Request
Swap "stone wall" for "brick wall" in the rows between the lines holding "Note to the class: locate the wooden roof" and "<point>10,744</point>", inclusive. Give back only those lines, otherwise unchanged.

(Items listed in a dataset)
--*--
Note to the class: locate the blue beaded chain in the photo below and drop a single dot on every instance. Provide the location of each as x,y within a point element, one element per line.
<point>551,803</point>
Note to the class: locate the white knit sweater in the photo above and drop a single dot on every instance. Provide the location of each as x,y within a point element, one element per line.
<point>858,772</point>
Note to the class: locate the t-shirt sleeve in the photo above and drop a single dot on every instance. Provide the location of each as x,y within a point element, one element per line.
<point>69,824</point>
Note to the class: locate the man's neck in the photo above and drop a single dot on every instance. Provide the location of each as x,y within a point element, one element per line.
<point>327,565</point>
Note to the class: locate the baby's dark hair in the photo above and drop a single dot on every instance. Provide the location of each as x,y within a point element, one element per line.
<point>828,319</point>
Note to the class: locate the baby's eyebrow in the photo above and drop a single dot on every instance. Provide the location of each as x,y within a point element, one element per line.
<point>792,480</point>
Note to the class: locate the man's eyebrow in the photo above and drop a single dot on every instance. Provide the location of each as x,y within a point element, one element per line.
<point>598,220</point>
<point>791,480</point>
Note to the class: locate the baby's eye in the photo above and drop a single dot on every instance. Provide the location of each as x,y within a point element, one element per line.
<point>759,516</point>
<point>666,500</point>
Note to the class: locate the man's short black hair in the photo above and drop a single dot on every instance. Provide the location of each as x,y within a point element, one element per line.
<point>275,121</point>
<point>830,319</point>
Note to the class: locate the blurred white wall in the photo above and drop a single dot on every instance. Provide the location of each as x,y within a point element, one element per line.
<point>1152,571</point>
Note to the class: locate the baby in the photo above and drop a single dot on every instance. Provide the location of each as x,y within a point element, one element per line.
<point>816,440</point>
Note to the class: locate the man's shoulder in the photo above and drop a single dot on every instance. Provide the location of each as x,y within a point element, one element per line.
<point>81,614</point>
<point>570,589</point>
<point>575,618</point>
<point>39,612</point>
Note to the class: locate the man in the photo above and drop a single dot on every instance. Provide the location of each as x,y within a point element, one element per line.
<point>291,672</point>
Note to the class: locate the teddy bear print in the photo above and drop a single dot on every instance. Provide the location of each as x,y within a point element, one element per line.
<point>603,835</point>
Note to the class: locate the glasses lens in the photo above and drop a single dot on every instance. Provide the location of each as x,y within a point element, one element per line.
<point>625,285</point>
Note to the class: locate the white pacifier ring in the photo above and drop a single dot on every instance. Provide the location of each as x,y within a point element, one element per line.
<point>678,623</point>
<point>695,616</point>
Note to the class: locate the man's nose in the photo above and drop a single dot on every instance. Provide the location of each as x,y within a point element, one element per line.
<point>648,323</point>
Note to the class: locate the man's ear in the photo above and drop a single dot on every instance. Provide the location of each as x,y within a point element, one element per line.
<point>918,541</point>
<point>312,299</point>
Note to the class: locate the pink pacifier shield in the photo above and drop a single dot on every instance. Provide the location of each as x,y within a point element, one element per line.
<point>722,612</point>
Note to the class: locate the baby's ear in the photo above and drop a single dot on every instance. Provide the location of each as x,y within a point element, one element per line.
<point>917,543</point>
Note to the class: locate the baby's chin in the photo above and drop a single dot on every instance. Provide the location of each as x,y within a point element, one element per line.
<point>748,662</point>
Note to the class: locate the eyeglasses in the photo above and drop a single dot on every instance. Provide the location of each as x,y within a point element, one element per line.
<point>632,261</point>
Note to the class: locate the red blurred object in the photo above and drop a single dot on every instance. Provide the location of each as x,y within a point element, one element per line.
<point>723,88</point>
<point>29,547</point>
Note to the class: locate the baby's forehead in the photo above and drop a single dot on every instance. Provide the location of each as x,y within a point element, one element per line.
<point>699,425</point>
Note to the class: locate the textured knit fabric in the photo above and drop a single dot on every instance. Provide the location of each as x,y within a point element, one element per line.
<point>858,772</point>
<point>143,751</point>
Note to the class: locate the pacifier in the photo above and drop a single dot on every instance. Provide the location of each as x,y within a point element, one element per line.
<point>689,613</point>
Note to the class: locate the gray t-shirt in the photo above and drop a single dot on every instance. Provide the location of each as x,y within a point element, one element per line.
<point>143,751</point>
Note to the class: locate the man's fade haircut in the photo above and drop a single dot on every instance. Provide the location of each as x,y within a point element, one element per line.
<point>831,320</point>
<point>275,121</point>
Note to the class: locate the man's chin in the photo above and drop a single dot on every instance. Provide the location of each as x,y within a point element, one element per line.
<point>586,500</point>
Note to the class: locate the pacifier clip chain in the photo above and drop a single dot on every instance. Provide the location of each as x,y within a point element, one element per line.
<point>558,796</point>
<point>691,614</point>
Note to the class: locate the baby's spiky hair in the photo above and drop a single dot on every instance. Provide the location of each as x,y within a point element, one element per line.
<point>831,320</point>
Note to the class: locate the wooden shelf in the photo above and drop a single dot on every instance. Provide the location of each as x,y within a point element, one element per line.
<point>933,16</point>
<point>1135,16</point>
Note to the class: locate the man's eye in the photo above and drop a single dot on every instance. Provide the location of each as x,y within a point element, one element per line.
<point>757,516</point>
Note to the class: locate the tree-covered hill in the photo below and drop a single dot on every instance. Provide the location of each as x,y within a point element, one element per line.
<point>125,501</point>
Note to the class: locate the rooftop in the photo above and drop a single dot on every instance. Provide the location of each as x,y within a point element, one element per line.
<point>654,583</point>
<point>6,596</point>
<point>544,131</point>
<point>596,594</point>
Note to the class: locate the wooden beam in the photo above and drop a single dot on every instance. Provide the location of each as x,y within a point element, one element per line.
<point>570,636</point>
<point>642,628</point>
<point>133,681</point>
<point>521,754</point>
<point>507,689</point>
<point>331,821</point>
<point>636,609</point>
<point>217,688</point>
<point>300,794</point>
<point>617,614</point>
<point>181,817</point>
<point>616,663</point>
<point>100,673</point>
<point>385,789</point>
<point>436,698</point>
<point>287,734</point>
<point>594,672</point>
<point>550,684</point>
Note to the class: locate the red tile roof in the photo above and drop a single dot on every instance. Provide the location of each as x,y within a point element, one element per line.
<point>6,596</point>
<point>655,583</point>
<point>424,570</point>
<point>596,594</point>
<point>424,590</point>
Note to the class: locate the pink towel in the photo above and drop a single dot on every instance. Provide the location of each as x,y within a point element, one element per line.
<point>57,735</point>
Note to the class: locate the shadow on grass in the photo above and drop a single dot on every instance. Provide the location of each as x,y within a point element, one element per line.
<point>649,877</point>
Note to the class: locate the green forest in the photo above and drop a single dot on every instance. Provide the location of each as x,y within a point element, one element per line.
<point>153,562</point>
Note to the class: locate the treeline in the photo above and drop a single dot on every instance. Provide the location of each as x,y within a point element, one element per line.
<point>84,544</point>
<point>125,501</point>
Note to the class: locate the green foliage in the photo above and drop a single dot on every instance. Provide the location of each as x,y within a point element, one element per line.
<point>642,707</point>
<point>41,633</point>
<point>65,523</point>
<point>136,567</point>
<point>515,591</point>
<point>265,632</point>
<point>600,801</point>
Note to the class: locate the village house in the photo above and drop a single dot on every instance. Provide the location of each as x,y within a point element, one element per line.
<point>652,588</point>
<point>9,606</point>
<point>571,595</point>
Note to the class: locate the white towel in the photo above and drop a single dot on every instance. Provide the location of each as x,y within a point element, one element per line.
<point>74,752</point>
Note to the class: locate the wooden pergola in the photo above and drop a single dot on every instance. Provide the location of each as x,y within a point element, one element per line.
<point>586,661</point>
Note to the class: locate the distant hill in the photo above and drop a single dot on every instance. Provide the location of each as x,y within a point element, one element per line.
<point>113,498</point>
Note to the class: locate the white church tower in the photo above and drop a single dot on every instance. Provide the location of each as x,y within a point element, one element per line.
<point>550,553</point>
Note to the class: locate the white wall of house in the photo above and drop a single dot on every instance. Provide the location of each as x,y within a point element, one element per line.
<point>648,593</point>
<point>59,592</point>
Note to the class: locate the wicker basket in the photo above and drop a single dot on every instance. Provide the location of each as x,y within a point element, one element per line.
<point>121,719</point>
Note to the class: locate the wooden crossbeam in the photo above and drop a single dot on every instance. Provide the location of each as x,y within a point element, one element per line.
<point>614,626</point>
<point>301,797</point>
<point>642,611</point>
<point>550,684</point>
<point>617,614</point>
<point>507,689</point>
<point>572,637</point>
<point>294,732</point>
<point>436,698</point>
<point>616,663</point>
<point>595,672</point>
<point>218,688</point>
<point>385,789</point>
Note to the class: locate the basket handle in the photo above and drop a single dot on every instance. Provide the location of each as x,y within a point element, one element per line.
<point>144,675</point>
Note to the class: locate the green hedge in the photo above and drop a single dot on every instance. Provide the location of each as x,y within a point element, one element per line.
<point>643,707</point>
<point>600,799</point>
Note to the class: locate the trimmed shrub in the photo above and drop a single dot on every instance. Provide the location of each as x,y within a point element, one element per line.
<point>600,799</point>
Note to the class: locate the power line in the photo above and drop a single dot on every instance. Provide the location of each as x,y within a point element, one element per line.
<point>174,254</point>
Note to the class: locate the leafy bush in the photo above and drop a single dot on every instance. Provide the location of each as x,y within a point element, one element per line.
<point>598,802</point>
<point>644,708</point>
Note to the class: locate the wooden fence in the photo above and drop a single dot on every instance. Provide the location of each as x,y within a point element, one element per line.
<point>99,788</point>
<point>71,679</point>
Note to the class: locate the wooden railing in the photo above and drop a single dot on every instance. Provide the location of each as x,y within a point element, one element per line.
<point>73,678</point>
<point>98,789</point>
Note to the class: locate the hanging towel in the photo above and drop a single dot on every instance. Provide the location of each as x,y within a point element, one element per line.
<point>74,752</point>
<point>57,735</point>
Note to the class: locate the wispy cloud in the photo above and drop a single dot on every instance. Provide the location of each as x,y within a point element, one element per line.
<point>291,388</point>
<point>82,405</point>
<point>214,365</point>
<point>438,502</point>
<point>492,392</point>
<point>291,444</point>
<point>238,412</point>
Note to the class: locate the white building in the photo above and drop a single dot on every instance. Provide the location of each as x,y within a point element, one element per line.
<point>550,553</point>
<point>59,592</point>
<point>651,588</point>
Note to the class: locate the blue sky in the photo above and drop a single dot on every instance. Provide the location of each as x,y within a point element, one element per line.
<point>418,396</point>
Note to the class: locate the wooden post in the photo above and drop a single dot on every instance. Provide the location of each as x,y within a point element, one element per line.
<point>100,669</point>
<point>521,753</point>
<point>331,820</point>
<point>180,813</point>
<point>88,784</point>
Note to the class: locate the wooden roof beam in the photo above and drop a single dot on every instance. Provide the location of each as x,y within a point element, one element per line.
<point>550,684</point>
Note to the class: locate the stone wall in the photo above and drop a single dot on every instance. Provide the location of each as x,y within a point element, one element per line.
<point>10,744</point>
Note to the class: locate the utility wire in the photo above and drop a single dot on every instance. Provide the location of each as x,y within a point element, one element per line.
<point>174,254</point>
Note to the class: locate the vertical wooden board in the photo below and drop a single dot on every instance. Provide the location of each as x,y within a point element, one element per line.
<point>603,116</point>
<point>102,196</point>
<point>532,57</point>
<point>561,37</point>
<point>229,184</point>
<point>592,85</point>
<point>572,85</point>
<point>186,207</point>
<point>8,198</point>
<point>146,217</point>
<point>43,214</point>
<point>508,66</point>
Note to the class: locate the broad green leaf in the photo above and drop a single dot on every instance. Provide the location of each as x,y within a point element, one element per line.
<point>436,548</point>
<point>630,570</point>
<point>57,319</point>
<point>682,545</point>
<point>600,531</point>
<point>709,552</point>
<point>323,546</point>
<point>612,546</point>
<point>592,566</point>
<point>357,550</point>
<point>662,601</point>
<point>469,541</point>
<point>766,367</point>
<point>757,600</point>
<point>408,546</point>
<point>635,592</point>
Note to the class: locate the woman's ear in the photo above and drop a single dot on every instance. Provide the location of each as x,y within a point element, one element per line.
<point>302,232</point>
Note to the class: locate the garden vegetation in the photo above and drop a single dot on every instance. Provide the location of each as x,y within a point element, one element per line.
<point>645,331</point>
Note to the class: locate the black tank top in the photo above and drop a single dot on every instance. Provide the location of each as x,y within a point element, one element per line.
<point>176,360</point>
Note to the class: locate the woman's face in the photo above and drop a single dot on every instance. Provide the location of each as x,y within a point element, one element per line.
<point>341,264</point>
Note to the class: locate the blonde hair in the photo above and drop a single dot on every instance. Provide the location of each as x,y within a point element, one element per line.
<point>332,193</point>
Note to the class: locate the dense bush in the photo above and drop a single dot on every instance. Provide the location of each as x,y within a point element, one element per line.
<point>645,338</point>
--*--
Answer in full
Note to the class: locate the wooden roof beam in the photo above and drop a single dot on every instance. Provide the location of each as x,y within a point element, one element per line.
<point>550,684</point>
Note to the class: locate the brick wall in the photo above and drop a single dot on every instance. Provide the location of each as x,y within a point element, one element per line.
<point>10,744</point>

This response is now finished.